Ariella Falack, a teacher of Torah and halakhah at Magen David Yeshivah Celia Esses High School, was an early adopter of game- and project-based learning at her school. She was able to explore this interest through the JDS Collaborative, a program of Prizmah: the Center for Jewish Day Schools led by Educannon Consulting. JDS Collaborative puts together educators from multiple schools to implement a project in their own school’s context, with continual opportunities to collaborate, learn from implementation at other schools, engage in workshopping challenges, and share and document ideas and solutions in a continuous feedback loop. Each project is designed to further some aspect of schools’ Jewish missions. In this case, the focus was on applying game-based learning to the Judaics classroom. As her personal way of implementing the project in her school, Falack experimented with creating an escape room–style experience. She designed this game and executed it in her school, and then posted her game on the Basecamp site used by the collaborative and on JEDLab on Facebook, looking for feedback and suggestions from fellow educators. Falack also presented what she was doing and learning to participants at the 2017 Prizmah Conference, along with Alanna Kotler, project manager for the collaborative.

“In that room, the excitement for this was unbelievable. When it was actually done using Judaic material, the teachers saw the possibilities for their own classrooms,” said Kotler.

As a result of this presentation, five of the teachers got their schools on board to participate in a new collaborative project specifically built around the escape room methodology (“breakout”). The project included a five-part webinar series led by Falack that broke the methodology down into pieces. Then each participant designed his/her own escape room game for use in his or her own classroom.

“It wasn’t easy. It took some educators 20 hours to develop a breakout, but the cohort kept them accountable. They had Ariella to support them, and sharing the challenge of it was a motivator. The network and their fellow teachers kept them going. Now they have a relationship with Ariella and can continue the enthusiasm,” Kotler said.

---

(Given task A)
For each statement below, state whether it agrees with the passage on escape room learning, answering yes or no and quoting the words of the passage that decide it. (i) Falack presented her work at the 2017 Prizmah Conference alongside Alanna Kotler. (ii) The webinar series led by Falack had ten parts. (iii) Every participating educator needed 20 hours to develop a breakout.
(Given task B)
Pick up the passage on escape room learning after its final sentence and continue it in the same style.

(Raw data)
---

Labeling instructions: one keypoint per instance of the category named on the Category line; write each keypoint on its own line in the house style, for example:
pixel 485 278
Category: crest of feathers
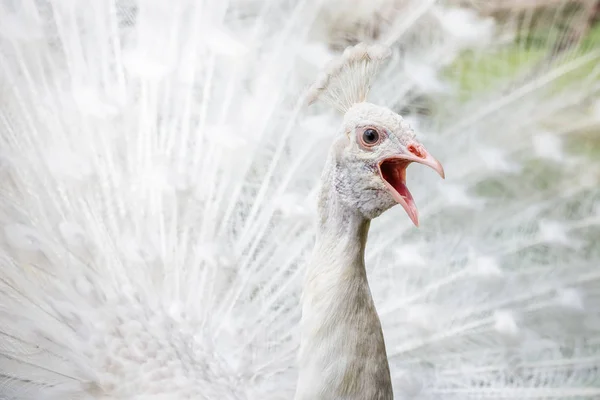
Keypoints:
pixel 347 80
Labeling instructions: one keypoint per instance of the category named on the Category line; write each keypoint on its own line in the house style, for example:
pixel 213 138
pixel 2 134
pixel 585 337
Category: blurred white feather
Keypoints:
pixel 157 174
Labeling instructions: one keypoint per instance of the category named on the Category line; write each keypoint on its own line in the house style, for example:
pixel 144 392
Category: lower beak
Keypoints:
pixel 393 172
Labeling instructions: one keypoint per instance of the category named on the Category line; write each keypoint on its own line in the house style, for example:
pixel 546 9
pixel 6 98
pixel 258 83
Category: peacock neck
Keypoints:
pixel 342 353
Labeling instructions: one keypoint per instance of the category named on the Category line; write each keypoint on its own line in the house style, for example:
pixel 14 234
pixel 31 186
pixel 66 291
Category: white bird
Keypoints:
pixel 158 184
pixel 342 355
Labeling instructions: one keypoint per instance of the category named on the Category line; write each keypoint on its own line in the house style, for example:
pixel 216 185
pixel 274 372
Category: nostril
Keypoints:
pixel 416 149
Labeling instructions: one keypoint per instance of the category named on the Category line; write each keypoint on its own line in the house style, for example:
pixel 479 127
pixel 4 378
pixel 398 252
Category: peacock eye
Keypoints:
pixel 370 137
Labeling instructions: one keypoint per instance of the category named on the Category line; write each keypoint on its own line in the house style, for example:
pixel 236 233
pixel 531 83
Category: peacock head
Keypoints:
pixel 371 160
pixel 377 145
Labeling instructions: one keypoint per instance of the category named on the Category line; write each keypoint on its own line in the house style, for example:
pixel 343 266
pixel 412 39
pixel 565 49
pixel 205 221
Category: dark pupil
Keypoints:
pixel 370 136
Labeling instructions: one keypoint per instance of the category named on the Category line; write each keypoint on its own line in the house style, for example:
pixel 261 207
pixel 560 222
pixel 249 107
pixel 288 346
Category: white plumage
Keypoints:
pixel 158 173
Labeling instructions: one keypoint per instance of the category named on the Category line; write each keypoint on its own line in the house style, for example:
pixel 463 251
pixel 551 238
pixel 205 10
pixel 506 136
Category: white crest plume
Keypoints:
pixel 347 80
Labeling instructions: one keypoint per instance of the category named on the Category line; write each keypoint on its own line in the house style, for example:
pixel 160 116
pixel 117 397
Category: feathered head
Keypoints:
pixel 370 160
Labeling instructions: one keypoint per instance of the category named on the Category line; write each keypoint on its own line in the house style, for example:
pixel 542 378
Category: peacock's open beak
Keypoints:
pixel 393 172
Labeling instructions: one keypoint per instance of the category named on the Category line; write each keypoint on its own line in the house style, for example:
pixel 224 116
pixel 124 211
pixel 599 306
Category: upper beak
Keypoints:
pixel 430 161
pixel 393 172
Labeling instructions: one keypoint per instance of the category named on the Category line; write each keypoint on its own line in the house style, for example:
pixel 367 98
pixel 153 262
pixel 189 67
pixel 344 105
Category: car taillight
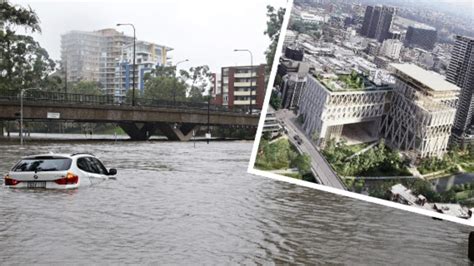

---

(Result A)
(i) Yes: "Falack also presented what she was doing and learning to participants at the 2017 Prizmah Conference, along with Alanna Kotler, project manager for the collaborative."
(ii) No: "The project included a five-part webinar series led by Falack that broke the methodology down into pieces."
(iii) No: "It took some educators 20 hours to develop a breakout"

(Result B)
Ideas spread when networks of peer educators come together to share ideas. This methodology is powerful and most effective when three components are present: trust, a coordinating network-weaver, and documenting and sharing.

First and most importantly, successful networks are built on trust. Teachers trust other teachers in what Kotler calls an “unspoken understanding: they’re more likely to take a risk themselves based on what other teachers doing.” This comes in part from the common language between them, including the challenges and expectations in place. A network can provide the safe space to which teachers can return to address challenges or to celebrate successes.

Andrea Hernandez, associate director of Teaching and Learning at Prizmah, agreed that ideas spread more effectively among educators as opposed to in a top-down way. “There’s a huge difference between things that are marketed to me and things I hear from my fellow practitioners. I tend to be more interested in things that come my way from a fellow practitioner. There’s a difference in the intentions behind sharing: selling a product or sharing honest reflections. Educators are more likely to give a more tempered description with pros and cons.”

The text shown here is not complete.